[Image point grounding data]
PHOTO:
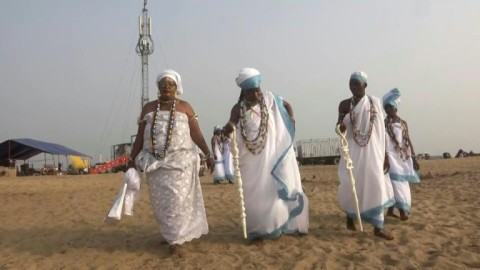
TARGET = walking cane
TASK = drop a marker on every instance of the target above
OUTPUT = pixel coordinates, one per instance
(238, 178)
(349, 166)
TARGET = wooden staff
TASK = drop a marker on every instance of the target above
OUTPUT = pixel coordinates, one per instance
(238, 178)
(349, 166)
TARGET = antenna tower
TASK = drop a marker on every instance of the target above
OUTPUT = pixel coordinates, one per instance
(144, 49)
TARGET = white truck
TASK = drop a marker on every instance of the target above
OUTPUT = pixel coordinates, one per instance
(318, 151)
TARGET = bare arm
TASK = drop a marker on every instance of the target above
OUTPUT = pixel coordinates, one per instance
(416, 166)
(196, 133)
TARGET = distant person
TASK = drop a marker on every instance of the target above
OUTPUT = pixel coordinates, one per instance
(165, 149)
(274, 199)
(403, 163)
(217, 149)
(362, 117)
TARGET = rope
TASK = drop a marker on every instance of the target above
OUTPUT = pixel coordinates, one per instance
(349, 166)
(238, 178)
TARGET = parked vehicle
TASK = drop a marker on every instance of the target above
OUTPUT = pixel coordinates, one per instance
(318, 151)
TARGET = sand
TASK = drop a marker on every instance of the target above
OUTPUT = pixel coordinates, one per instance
(56, 222)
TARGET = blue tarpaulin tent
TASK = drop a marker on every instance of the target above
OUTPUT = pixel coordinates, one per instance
(23, 149)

> _What is expected_
Copy the records shown above in their entirety and exactly; images are to be left out.

> _Answer to the exercise_
PHOTO:
TARGET = walking cane
TASK = drop a marker on every instance of the target above
OUTPUT = pixel coordinates, one per instance
(238, 178)
(349, 166)
TARGET = wooden staff
TASK = drop a marker on every instance of the target above
OUTPUT = pixel coordinates, one per instance
(238, 178)
(349, 166)
TARGET = antenna tower
TASK = drop a marker on every instance of the target above
OUTPUT = pixel coordinates, one per instance
(144, 49)
TARGET = white truck
TASK = drop a marker on every instance of the target above
OUTPUT = pixel coordinates, one per instance
(318, 151)
TARGET = bare arm
TASK = drop a marker on every instance of the target above
OUTPUT = pixel coordinates, one per instance
(416, 166)
(196, 133)
TARGET = distant person
TASK = drop a marker on every instance of the target above
OUTPUT = pixel coordinates, one per instance
(165, 149)
(274, 199)
(403, 163)
(217, 149)
(362, 117)
TARGET = rope
TASK = drop a marker on every instance of the target above
OUTPUT = pixel coordinates, one per instance
(349, 166)
(238, 178)
TARGET = parked vehicle
TASK = drop a marker on every instance of the target above
OUTPUT = pixel coordinates, one per instance
(318, 151)
TARGET = sand
TASK = drop a marker on every instance of the target above
OUTPUT = pixel coordinates, one per instance
(56, 222)
TARGET = blue tarpaulin tent
TASK = drop a marker on every instance of the target above
OUTPUT = pixel coordinates, one per instance
(23, 149)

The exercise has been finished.